The skin forms the outer protective layer of the human body. It is an association of different cell types and built up in layers, living, metabolically active cells in the depths, sensory cells for the sense of touch and temperature, and dry horny cells as the top layer. The skin is a fascinating interplay of different processes and numerous biological strategies to achieve the best possible protective function. To care for the skin optimally, it makes sense to know the most important processes and elements of this interplay, to support them and to disturb them as little as possible.
First, there are the skin cells, which we feel as tissue. For a long time, they were in the foreground when talking about the skin. Then there are substances that are important, such as the lipid layer formed by the skin, a mixture that leaks out through the pores of the skin and "melts" as a fine film. It not only keeps the outer skin supple, thus protecting it from cracks, but also has an immunologically active effect. The substances on the skin include substances secreted by the skin that determine the pH value, which is called the protective acid mantle. In the recent past, the microbiome of the skin has gained more and more attention since the importance of bacteria in the interaction with the whole organism and especially with the immune system is becoming better understood. Bacteria live on the surface of the skin with which we live in symbiosis in the same way as in the large intestine and other parts of the body. Every person has their own specific, healthy bacterial flora, which is made up of different strains of bacteria. They are an essential part of skin health and must be integrated into our skin care routine. They can be sensitively disturbed by substances in skin care products. Thus, the lipid layer, acid mantle and the microbiome of the skin form a layer that is important and lies on top of the actual skin cells. Then, from the outside in, different cell layers follow.

:: Work task 1 ::
According to the text on skin, what cells form the top layer of the skin?
:: Work task 2 ::
Rewrite the part of the text on skin that opens with the words containing "The skin forms" and closes with "little as possible.", substituting "remarkable" for "fascinating".

:: Information shown ::
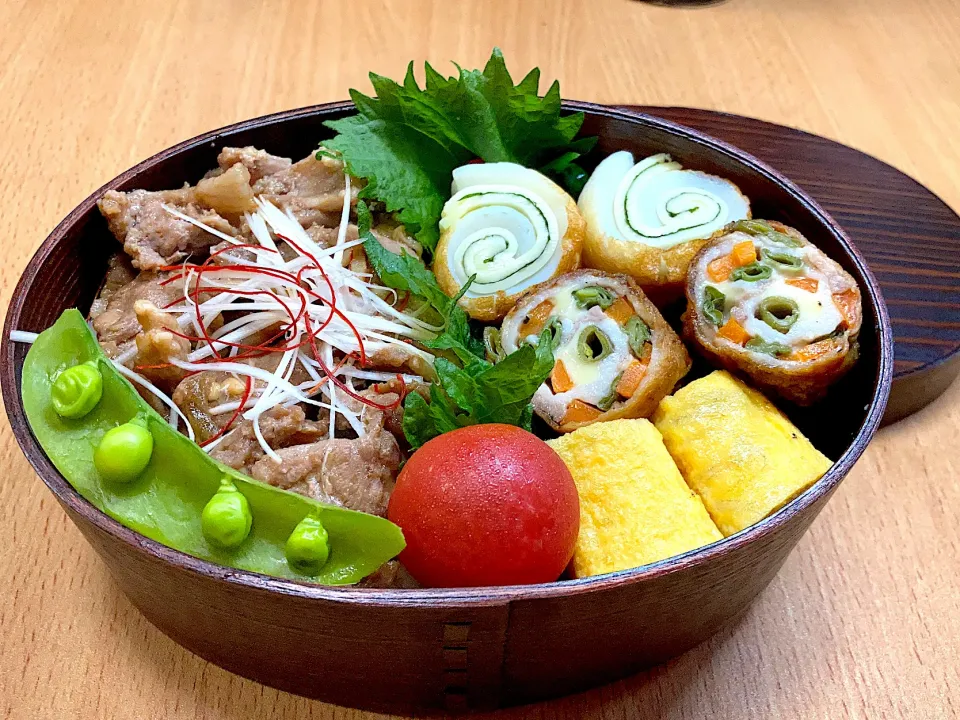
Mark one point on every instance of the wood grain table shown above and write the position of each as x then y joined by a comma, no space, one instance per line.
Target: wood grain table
864,619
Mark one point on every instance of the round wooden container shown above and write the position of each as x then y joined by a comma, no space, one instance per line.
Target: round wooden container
426,650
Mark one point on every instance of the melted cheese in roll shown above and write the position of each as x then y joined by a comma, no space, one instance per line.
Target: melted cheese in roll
615,355
766,302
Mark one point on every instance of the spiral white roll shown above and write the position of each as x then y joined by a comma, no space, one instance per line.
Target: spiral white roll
505,225
657,203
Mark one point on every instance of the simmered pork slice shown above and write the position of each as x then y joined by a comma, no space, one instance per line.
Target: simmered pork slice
151,236
113,315
200,394
157,344
311,189
258,163
281,426
356,474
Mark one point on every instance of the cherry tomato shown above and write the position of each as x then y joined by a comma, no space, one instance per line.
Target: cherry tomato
486,505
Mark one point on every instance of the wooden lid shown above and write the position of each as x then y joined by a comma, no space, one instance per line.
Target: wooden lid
909,236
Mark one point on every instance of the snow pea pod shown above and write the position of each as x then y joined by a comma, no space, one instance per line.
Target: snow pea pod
166,500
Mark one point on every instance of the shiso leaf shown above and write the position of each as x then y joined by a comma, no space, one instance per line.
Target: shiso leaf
407,140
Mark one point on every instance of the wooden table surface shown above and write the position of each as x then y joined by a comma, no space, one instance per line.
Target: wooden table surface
864,619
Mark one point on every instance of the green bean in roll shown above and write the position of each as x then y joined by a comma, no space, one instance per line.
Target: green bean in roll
615,355
764,301
509,228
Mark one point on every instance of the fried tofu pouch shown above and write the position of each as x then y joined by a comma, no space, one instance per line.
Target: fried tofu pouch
635,507
743,456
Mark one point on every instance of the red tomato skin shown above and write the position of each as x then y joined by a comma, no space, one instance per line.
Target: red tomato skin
486,505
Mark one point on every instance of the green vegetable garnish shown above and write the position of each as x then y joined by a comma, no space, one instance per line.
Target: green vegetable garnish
492,345
124,451
166,501
226,519
77,390
713,305
753,272
593,344
778,312
406,141
480,393
638,334
589,297
308,547
760,345
784,259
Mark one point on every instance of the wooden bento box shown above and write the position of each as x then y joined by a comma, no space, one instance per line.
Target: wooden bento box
422,650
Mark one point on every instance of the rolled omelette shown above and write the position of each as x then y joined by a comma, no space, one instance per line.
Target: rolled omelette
615,355
648,219
509,228
635,507
764,301
742,456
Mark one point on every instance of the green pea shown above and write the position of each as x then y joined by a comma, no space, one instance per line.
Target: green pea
713,305
754,272
760,345
594,345
784,259
638,334
778,312
588,297
308,546
492,344
77,390
124,451
226,518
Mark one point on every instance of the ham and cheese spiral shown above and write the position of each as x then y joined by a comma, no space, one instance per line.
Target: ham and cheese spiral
510,228
762,300
616,357
648,219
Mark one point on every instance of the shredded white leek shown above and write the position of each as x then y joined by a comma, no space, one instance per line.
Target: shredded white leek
362,309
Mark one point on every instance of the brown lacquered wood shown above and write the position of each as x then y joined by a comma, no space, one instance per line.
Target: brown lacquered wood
909,236
467,649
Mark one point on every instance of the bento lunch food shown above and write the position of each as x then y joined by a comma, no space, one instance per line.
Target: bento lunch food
411,359
509,228
648,218
615,356
764,301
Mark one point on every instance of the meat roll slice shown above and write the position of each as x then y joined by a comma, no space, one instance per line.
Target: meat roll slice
510,228
648,219
616,357
764,301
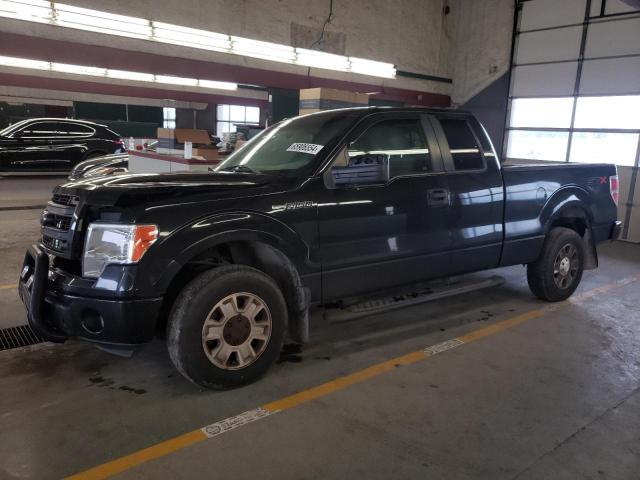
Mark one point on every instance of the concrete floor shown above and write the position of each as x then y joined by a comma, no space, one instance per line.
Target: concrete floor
555,397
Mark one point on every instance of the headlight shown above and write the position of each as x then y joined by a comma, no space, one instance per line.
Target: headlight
112,243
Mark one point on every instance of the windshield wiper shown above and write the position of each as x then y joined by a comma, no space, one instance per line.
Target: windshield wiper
239,168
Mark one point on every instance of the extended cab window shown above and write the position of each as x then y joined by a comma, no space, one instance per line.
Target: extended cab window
38,130
463,145
404,142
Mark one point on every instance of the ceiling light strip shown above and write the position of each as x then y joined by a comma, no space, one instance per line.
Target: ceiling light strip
69,16
115,74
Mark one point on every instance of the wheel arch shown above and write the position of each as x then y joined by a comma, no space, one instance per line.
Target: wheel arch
569,208
277,251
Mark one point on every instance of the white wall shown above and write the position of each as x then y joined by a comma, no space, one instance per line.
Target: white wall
481,47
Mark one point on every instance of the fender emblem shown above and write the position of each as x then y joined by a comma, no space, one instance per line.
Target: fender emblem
294,205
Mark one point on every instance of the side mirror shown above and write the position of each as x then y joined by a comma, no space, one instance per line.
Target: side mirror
367,169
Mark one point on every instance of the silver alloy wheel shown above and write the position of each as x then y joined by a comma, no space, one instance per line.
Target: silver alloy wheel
236,331
565,266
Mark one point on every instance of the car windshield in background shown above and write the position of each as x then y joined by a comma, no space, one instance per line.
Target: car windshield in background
11,128
291,145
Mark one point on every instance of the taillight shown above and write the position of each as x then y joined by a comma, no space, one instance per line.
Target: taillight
614,188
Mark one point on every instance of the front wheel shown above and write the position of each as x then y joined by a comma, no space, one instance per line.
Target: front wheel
556,274
227,327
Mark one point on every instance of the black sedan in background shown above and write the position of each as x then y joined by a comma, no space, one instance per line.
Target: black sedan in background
54,144
101,166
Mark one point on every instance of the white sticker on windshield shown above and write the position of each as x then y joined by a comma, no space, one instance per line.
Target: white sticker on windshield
305,148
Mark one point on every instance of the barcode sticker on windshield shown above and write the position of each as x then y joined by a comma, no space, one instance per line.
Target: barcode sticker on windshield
305,148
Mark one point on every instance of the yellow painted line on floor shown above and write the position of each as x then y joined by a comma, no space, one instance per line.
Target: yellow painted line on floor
158,450
172,445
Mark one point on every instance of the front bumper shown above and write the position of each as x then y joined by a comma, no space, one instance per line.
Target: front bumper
57,316
616,230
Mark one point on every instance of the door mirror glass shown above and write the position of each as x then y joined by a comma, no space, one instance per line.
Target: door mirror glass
366,169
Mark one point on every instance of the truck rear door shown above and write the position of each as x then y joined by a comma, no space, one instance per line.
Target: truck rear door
377,236
475,183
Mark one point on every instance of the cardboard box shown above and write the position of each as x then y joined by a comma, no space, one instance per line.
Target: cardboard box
207,153
318,99
171,140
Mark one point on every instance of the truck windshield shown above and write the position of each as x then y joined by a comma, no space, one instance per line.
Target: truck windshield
291,145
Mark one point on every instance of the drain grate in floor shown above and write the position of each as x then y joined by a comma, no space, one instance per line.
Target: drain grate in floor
20,336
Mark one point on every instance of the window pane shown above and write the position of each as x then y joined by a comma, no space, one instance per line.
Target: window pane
41,129
74,129
169,113
462,144
253,115
223,112
541,112
598,147
402,140
538,145
608,112
225,127
237,113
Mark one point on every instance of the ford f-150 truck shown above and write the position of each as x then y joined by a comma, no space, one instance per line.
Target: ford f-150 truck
315,209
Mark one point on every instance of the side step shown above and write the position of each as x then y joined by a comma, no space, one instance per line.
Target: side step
407,299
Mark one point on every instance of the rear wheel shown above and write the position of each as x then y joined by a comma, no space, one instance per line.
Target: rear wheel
556,274
227,327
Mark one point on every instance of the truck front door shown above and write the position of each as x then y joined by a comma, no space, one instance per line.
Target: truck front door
376,236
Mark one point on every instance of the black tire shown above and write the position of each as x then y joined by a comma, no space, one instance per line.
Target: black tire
195,304
545,278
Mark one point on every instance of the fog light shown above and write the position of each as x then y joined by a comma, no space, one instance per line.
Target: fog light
92,321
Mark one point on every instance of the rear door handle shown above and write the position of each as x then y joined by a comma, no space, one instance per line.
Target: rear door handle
438,197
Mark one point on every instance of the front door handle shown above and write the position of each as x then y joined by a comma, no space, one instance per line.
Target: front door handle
437,197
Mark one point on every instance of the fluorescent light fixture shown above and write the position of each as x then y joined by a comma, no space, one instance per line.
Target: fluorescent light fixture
265,50
218,85
171,80
78,69
135,76
101,22
116,74
24,63
70,16
371,67
30,10
317,59
190,37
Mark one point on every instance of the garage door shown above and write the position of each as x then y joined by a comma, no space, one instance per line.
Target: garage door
575,85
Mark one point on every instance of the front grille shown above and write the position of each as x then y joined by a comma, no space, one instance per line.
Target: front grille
64,199
20,336
59,222
55,244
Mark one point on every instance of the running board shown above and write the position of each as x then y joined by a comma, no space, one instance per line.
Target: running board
395,302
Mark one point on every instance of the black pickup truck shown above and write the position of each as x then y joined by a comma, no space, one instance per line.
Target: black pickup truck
315,209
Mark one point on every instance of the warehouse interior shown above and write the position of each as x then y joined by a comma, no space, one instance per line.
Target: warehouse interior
488,383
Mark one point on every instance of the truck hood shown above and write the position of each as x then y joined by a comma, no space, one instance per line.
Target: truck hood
133,189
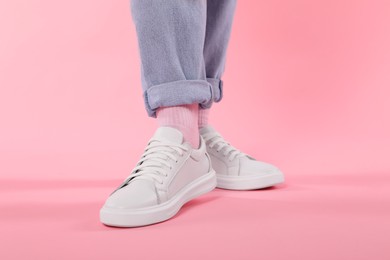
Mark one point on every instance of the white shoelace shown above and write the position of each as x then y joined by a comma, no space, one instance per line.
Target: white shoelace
154,163
217,140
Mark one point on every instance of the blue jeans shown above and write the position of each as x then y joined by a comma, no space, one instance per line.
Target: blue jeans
182,46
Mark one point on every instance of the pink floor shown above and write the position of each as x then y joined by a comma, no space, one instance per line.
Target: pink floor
310,217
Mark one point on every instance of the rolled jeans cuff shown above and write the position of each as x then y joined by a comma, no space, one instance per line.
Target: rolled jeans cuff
217,86
181,92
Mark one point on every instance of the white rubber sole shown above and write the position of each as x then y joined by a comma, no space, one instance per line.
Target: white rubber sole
151,215
253,182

:: Response 1 ::
Dry horny cells.

:: Response 2 ::
The skin forms the outer protective layer of the human body. It is an association of different cell types and built up in layers, living, metabolically active cells in the depths, sensory cells for the sense of touch and temperature, and dry horny cells as the top layer. The skin is a remarkable interplay of different processes and numerous biological strategies to achieve the best possible protective function. To care for the skin optimally, it makes sense to know the most important processes and elements of this interplay, to support them and to disturb them as little as possible.